- About this task
Write out again, word for word, the lines below from the line that holds "Look at this image and report bounding boxes for every overcast" through the line that holds "Look at this image and report bounding boxes for every curving", omitting pictures.

Excerpted records: Begin

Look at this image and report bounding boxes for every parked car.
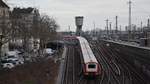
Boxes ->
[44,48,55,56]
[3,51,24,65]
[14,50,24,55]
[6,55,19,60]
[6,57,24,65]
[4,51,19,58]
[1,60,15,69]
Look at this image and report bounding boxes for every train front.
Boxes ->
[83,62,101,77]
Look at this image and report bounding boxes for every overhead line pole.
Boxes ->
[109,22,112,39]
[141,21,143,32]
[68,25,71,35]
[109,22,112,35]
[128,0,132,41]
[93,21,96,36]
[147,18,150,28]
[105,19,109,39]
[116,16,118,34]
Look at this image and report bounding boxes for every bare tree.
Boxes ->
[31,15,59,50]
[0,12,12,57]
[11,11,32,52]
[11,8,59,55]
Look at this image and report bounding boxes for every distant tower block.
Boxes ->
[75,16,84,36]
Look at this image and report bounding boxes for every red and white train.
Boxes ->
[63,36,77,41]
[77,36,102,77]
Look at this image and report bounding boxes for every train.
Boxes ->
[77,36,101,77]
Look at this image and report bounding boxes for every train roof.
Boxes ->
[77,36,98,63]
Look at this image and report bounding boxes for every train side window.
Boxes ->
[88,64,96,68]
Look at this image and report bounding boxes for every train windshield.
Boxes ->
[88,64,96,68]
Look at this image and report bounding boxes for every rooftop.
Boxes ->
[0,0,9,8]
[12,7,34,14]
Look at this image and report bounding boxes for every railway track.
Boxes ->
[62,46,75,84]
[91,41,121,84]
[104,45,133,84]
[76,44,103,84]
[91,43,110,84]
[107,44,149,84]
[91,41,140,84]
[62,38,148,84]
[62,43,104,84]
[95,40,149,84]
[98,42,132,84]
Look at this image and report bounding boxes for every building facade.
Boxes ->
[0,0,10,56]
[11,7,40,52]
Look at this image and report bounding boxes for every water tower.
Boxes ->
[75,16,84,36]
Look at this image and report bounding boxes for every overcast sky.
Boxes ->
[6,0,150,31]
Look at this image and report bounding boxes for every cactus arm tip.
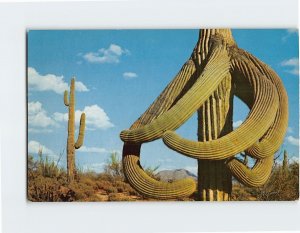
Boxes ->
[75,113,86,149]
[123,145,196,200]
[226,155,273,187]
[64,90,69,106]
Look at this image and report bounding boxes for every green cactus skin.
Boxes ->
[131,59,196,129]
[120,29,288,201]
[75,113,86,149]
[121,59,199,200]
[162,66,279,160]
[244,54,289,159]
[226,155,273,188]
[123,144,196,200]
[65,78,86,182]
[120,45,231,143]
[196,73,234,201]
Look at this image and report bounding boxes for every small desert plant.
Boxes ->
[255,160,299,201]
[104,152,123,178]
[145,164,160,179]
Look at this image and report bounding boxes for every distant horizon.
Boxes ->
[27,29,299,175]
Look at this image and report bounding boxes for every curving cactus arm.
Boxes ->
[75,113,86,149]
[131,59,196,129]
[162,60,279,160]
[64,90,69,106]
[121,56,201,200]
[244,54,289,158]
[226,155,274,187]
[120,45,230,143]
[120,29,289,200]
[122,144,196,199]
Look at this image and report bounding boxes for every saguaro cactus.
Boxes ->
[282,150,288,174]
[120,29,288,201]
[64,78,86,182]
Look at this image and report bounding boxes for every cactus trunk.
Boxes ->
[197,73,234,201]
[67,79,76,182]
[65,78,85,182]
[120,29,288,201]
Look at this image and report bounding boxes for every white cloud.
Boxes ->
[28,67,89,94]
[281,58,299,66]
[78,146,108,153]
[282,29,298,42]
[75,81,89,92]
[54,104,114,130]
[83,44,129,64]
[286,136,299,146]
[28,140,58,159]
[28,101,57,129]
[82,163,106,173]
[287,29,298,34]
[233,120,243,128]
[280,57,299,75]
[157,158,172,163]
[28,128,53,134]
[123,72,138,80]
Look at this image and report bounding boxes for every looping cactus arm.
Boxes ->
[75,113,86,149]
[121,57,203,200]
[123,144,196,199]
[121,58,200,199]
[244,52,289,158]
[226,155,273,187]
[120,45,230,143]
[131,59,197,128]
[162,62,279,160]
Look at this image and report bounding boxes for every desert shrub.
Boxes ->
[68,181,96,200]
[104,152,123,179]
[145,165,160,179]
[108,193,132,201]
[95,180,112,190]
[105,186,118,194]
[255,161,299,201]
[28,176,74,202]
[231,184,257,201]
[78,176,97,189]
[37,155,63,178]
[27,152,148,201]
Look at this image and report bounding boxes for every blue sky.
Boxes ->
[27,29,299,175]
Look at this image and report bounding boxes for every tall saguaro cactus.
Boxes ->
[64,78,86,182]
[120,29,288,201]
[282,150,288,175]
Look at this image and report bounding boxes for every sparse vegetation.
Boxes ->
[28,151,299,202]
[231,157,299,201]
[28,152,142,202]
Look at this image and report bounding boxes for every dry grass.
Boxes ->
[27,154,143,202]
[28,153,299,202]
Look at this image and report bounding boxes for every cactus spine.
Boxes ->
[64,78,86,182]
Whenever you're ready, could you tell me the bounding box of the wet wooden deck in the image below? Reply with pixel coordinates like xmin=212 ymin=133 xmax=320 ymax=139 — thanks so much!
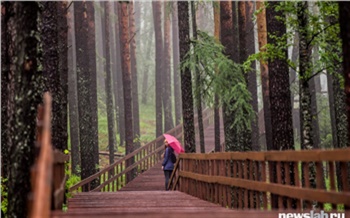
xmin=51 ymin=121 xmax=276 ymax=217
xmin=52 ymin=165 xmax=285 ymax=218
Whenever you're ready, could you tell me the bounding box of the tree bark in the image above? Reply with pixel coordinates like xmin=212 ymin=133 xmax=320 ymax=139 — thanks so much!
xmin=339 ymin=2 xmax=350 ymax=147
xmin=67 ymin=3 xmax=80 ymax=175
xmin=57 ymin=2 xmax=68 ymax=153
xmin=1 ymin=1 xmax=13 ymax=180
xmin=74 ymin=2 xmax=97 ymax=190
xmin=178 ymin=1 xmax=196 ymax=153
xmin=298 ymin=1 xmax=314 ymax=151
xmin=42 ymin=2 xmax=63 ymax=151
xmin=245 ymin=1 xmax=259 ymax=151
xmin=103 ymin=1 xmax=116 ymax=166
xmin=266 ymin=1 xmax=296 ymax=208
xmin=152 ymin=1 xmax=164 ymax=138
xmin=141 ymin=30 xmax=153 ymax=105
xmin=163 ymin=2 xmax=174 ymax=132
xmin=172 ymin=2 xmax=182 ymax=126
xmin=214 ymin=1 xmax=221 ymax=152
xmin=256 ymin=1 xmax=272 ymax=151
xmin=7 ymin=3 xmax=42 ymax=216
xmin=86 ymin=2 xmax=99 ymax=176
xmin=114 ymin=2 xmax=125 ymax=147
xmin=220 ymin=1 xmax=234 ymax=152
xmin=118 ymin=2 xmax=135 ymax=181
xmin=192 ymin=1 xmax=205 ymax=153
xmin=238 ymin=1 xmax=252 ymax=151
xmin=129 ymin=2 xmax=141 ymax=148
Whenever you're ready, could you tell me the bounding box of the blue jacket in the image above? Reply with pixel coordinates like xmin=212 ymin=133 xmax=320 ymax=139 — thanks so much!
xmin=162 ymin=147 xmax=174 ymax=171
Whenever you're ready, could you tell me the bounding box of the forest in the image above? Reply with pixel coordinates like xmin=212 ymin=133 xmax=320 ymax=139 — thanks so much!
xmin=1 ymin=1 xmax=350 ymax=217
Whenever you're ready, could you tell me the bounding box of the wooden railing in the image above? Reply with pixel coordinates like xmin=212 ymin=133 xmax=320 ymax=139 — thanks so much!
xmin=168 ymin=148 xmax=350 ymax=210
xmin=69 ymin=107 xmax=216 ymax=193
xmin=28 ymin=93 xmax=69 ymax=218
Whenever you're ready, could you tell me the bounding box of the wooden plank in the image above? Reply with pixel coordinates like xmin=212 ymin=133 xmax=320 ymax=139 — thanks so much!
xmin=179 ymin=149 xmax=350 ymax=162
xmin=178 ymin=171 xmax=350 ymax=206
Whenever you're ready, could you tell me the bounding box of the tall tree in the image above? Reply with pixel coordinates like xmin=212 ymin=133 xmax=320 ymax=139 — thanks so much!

Excerpted records: End

- Solution to this task
Look at this image and report bounding boxes for every overcast sky.
Boxes ->
[6,0,150,31]
Look at this image and report bounding boxes for every cactus arm tip.
Boxes ->
[75,113,86,149]
[123,145,196,200]
[226,155,273,187]
[64,90,69,106]
Look at this image and report bounding boxes for every green cactus skin.
Boxes ->
[131,59,196,129]
[120,29,288,201]
[75,113,86,149]
[121,59,199,200]
[162,66,279,160]
[244,54,289,159]
[226,155,273,188]
[123,144,196,200]
[65,78,86,182]
[120,45,231,143]
[196,73,234,201]
Look at this image and report bounding boxes for every small desert plant.
Boxes ->
[255,160,299,201]
[104,152,123,178]
[145,164,160,179]
Look at this image and report bounding boxes for every distant horizon.
Boxes ->
[27,29,299,175]
Look at this image and report bounding boxes for every curving cactus arm.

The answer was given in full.